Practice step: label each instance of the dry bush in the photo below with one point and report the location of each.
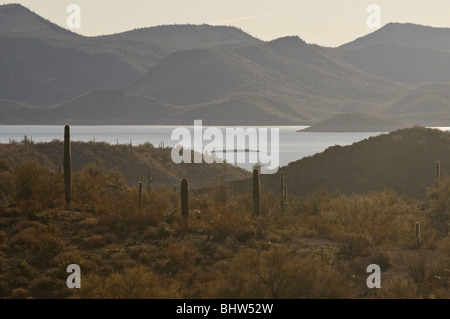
(356, 246)
(232, 223)
(132, 283)
(43, 241)
(278, 273)
(34, 188)
(179, 257)
(398, 288)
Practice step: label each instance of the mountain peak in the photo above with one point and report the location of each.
(406, 34)
(19, 20)
(292, 40)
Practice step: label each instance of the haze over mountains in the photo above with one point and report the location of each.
(174, 74)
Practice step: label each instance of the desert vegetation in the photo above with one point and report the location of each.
(160, 241)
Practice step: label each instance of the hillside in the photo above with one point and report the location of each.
(403, 161)
(406, 34)
(302, 80)
(356, 122)
(132, 162)
(38, 73)
(18, 20)
(400, 63)
(427, 105)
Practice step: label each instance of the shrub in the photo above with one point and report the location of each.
(132, 283)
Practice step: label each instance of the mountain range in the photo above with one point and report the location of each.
(177, 73)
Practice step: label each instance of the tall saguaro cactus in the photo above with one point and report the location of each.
(141, 195)
(67, 165)
(184, 199)
(256, 192)
(283, 192)
(438, 174)
(417, 232)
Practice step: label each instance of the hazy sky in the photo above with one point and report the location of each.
(325, 22)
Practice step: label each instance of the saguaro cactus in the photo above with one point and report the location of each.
(67, 165)
(438, 174)
(141, 195)
(283, 192)
(149, 179)
(184, 199)
(417, 231)
(256, 191)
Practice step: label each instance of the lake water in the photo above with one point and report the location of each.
(292, 145)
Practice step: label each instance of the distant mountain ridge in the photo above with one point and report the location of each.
(172, 74)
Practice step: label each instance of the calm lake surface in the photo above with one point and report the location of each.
(292, 145)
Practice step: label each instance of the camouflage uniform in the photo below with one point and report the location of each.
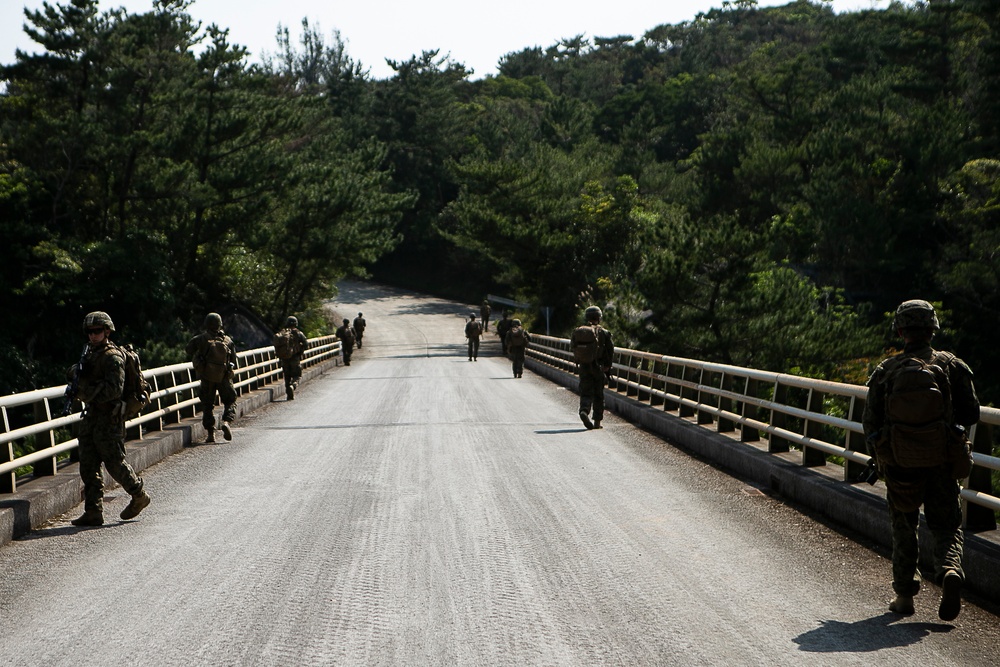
(347, 337)
(933, 487)
(197, 348)
(101, 433)
(516, 351)
(359, 328)
(473, 331)
(593, 376)
(291, 368)
(502, 327)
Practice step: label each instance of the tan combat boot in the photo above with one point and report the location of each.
(89, 518)
(903, 605)
(139, 502)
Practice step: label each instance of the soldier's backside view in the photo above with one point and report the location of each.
(98, 380)
(289, 345)
(213, 355)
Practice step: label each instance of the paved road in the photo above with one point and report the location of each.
(418, 509)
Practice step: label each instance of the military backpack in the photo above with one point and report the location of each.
(212, 365)
(589, 346)
(286, 344)
(918, 410)
(135, 393)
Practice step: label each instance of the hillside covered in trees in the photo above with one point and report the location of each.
(754, 186)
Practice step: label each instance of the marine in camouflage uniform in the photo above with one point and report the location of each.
(516, 350)
(100, 381)
(593, 375)
(291, 367)
(197, 348)
(910, 487)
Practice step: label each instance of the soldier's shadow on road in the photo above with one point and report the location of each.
(871, 634)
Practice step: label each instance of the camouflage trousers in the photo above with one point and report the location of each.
(908, 489)
(227, 394)
(592, 390)
(102, 440)
(292, 370)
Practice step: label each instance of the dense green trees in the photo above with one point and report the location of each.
(756, 186)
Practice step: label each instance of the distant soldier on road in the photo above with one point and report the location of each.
(99, 380)
(289, 345)
(213, 355)
(517, 342)
(473, 331)
(359, 328)
(484, 312)
(502, 327)
(347, 337)
(920, 405)
(593, 349)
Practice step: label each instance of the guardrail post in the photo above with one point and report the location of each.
(706, 378)
(855, 441)
(689, 375)
(726, 403)
(778, 419)
(813, 457)
(47, 466)
(748, 410)
(977, 517)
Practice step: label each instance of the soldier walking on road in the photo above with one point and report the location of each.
(289, 344)
(473, 331)
(920, 405)
(502, 327)
(359, 328)
(99, 380)
(517, 342)
(213, 355)
(347, 337)
(484, 312)
(593, 349)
◇ ◇ ◇
**What is expected**
Skipping the pictures, transcribe each line above exactly as it appears.

**Solution**
Practice step: label each instance of the dry bush in the photo below with one point and report the location of each.
(356, 246)
(232, 223)
(132, 283)
(43, 241)
(278, 273)
(34, 188)
(179, 257)
(398, 288)
Practice step: label each instance of the mountain peak in the photo above with one point and report the location of each.
(406, 34)
(19, 20)
(292, 40)
Practice step: label each instance of the haze over mountains in the photo above with one point and report the location of each.
(174, 74)
Practice step: label each instance of the desert vegetation in the photo above with one point and report the location of each.
(160, 241)
Practice step: label each instance of the hillside in the photo above with one point and report the location of each.
(403, 161)
(406, 34)
(302, 80)
(356, 122)
(132, 162)
(38, 73)
(18, 20)
(400, 63)
(427, 105)
Practice step: label each instance of the shrub in the photo above with one point and report the location of each.
(132, 283)
Practice step: label each instance of the mountain range in the photo above with one point and report the location of each.
(177, 73)
Practice step: label each instance of the tall saguaro cactus in the photo above with one point and report the location of each.
(141, 195)
(67, 165)
(184, 199)
(256, 192)
(283, 192)
(438, 174)
(417, 232)
Practice step: label each instance of the hazy sky in the photo above with one point and report the location of each.
(325, 22)
Practice step: label each instance of the saguaro cactus in the photo above with one point and report the location of each.
(67, 165)
(438, 174)
(141, 195)
(283, 192)
(149, 179)
(184, 199)
(417, 231)
(256, 191)
Practice step: label each instance of the lake water in the photo above with one point and report the location of each.
(292, 145)
Practice step: label each instance of the distant mountain ridge in the photo above with one point and report the location of each.
(172, 74)
Practice step: label each instance of the calm lake surface in the photo above with one point and report the location of each.
(292, 145)
Practice step: label each instance of the camouflage uniform in the photo below with one point and report the location of each.
(347, 337)
(933, 487)
(197, 348)
(101, 433)
(516, 351)
(359, 328)
(473, 331)
(593, 376)
(291, 368)
(502, 327)
Practice step: label each instance of the tan combat boot in the photo above with one point and report the location of each.
(89, 518)
(903, 605)
(139, 502)
Practice step: label each instance of the soldier's backside view in the photo above with one point and report the location of each.
(98, 380)
(289, 345)
(213, 355)
Practice step: label each instance of the paved road in the photo above with one point and report the location of each.
(418, 509)
Practice step: label each instance of the military backpack in the photo above with one point and report the location of each.
(212, 365)
(589, 346)
(286, 344)
(918, 410)
(135, 393)
Practice step: label each instance of the hillside covered in trees in the photo above with one point and report the location of each.
(754, 186)
Practice step: label each instance of the marine in camouflage uniform in the photo above with one point and report the location of each.
(516, 350)
(100, 381)
(593, 375)
(291, 367)
(197, 348)
(910, 487)
Practice step: label each instance of the soldier's shadow on road in the photo above with one point and report the location of each.
(871, 634)
Practice step: label each instance of the camouflage trousers in the photo above with one point and report the location of each.
(908, 489)
(227, 394)
(592, 390)
(102, 440)
(292, 370)
Practice step: label each instance of the dense green trees in the photo above with one point and report the location of each.
(756, 186)
Practice step: label each instance of the distant soldier on road in the photo above with one point and report the location of each.
(99, 380)
(289, 345)
(213, 355)
(517, 342)
(473, 331)
(359, 328)
(484, 312)
(502, 327)
(347, 337)
(920, 405)
(593, 349)
Practice step: label each instance of the guardrail post in the photo above with one point and report the location of each.
(706, 378)
(855, 441)
(689, 375)
(726, 403)
(778, 419)
(813, 457)
(47, 466)
(748, 410)
(977, 517)
Practice step: label each instance of the soldier walking on road in the photo above with one point and report the location of each.
(289, 344)
(473, 331)
(920, 405)
(502, 327)
(359, 328)
(99, 380)
(517, 342)
(213, 355)
(347, 337)
(484, 312)
(593, 349)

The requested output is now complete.